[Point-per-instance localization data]
+++++
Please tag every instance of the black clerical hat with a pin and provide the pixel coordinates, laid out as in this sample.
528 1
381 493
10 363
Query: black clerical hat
+++++
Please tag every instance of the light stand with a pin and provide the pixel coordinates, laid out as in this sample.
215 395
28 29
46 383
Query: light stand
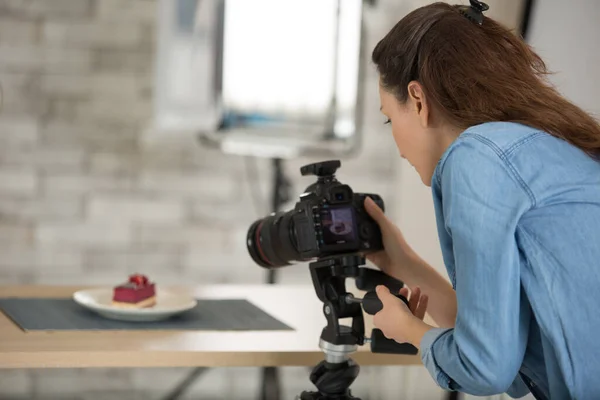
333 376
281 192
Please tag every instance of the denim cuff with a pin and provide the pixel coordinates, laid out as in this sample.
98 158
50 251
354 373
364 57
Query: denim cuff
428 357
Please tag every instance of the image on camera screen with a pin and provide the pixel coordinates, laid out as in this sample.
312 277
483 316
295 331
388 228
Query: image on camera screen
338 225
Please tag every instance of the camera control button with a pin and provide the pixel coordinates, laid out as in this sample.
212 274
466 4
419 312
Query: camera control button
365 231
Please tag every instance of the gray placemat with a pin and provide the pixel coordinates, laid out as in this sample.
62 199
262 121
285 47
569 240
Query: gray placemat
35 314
+++++
> [WORK TO COMPLETE] Wherever a line in the data above holds the word "clerical", copy that line.

> [ANSWER BELOW]
Please tag every instance of the black clerical hat with a pin and provide the pixel coordinates, laid out as in this sample.
Query: black clerical hat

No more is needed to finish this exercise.